*What to produce*: Repeat the lines of the data below word for word, leaving out the pictures.

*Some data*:
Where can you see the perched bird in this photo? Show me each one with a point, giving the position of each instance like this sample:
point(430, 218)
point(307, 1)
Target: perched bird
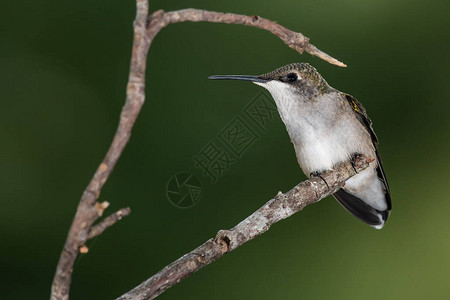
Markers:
point(328, 127)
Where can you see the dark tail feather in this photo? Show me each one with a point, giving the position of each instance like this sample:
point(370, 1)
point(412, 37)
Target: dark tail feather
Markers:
point(361, 210)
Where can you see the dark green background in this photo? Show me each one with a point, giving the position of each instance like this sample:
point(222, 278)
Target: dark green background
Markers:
point(64, 67)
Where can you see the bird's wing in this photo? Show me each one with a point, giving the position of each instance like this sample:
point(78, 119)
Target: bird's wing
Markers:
point(363, 118)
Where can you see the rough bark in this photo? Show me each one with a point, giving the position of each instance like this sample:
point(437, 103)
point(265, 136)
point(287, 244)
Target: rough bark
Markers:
point(145, 29)
point(275, 210)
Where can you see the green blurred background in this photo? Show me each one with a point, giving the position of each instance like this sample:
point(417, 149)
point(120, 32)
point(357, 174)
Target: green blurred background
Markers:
point(64, 68)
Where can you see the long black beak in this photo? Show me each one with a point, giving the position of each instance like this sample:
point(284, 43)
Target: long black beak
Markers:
point(239, 77)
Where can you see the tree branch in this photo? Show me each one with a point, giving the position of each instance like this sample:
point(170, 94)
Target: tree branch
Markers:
point(277, 209)
point(108, 222)
point(292, 39)
point(145, 29)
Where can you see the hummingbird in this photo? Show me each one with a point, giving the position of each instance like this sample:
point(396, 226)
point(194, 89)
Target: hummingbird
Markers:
point(328, 127)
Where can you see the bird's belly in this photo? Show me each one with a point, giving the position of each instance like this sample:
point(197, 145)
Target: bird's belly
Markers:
point(320, 155)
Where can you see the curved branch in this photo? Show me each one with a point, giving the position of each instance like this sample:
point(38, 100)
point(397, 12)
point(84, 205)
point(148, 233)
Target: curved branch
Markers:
point(277, 209)
point(87, 212)
point(145, 29)
point(292, 39)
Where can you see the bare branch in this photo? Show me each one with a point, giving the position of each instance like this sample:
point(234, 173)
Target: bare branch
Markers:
point(145, 29)
point(108, 222)
point(292, 39)
point(87, 212)
point(277, 209)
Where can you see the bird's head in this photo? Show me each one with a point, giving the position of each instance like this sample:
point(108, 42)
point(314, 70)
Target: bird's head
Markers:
point(297, 79)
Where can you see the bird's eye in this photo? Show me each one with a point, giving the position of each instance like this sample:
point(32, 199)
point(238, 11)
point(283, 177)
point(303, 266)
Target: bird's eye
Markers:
point(291, 77)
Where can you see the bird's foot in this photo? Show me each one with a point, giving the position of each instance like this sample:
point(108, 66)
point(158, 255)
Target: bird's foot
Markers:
point(318, 174)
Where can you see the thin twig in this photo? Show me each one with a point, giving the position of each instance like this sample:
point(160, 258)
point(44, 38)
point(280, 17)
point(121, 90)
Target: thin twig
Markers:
point(108, 222)
point(145, 29)
point(277, 209)
point(292, 39)
point(87, 212)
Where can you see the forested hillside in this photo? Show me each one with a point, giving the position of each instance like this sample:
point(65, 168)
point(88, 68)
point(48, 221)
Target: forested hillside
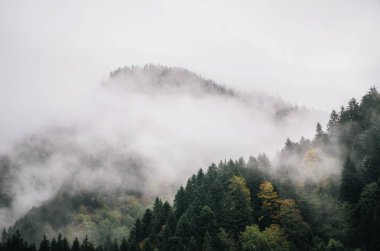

*Task answer*:
Where can you see the perched bird in this photo? Show me each one with a point, giving the position of each instance like this sample:
point(430, 218)
point(307, 1)
Target: perched bird
Markers:
point(328, 127)
Where can you see the dark tail feather in this photo? Show me each one with a point, giving the position of each instance like this sample:
point(370, 1)
point(412, 37)
Target: dark tail feather
Markers:
point(361, 210)
Where can you see the dark green background in this photo? Show me each one with a point, giving the position of each instance like this sample:
point(222, 278)
Target: dark green background
Markers:
point(64, 67)
Where can you see the bird's wing in this photo? Show me each one with a point, giving the position of each instance like this sample:
point(78, 119)
Target: bird's wing
Markers:
point(363, 118)
Where can you see the rough bark in this photo? Show me each one with a point, giving the position of each instance like this sample:
point(437, 103)
point(265, 136)
point(287, 244)
Target: rough bark
Markers:
point(145, 29)
point(275, 210)
Where can you see the green blurred background in this photo? Show me each one with a point, giving the position of each instance like this sample:
point(417, 149)
point(120, 32)
point(357, 174)
Target: green blurred background
Markers:
point(64, 68)
Where can you see the long black beak in this photo? Show me each one with a point, giving the position of each instance like this sample:
point(284, 43)
Target: long black beak
Markers:
point(239, 77)
Where can you see the tree branch in this photo? Show me each one with a point, giving the position of each instance like this sample:
point(170, 94)
Target: tree branch
Markers:
point(277, 209)
point(108, 222)
point(292, 39)
point(145, 29)
Where can you see the hummingbird in this photo? Show me each one with a point, giving the position of each instance like this sample:
point(396, 226)
point(194, 89)
Target: hummingbird
Markers:
point(328, 127)
Where can you see the bird's belly in this photo? Show me each one with a point, giving the position of each instance like this sample:
point(197, 145)
Target: bird's belly
Markers:
point(320, 155)
Where can you see the curved branch in this photo? Show me each one with a point, giving the position of each instance like this sample:
point(38, 100)
point(397, 12)
point(84, 205)
point(148, 233)
Target: curved branch
Markers:
point(277, 209)
point(87, 212)
point(145, 29)
point(292, 39)
Where can you see the bare branch in this photo? Show me each one with a point, giving the position of each instance like this sample:
point(234, 173)
Target: bare branch
Markers:
point(145, 29)
point(108, 222)
point(292, 39)
point(87, 212)
point(277, 209)
Where can you see the bird's head in this photo? Show me each one with a point, giving the position of each instance like this sample:
point(108, 42)
point(314, 70)
Target: bird's head
Markers:
point(297, 79)
Where can you see the bird's eye in this photo? Show me each one with a point, giving the position of each instance like this sample:
point(32, 199)
point(238, 11)
point(283, 177)
point(303, 266)
Target: bird's eye
Markers:
point(291, 77)
Where can you see the bird's foot in this photo? Show me each one with a point, giving the position of each instance like this sample:
point(108, 66)
point(158, 255)
Target: bird's foot
Markers:
point(318, 174)
Where can you see the thin twig in this photo? Show me each one with a point, giving the position of each instance like this sample:
point(160, 258)
point(44, 38)
point(280, 17)
point(121, 90)
Target: thin twig
Markers:
point(108, 222)
point(145, 29)
point(277, 209)
point(292, 39)
point(87, 212)
Where can you see the forested hillside in this photo? Show me each one with a point, giving the position of each instance like this sample:
point(65, 168)
point(88, 68)
point(48, 221)
Target: forested hillside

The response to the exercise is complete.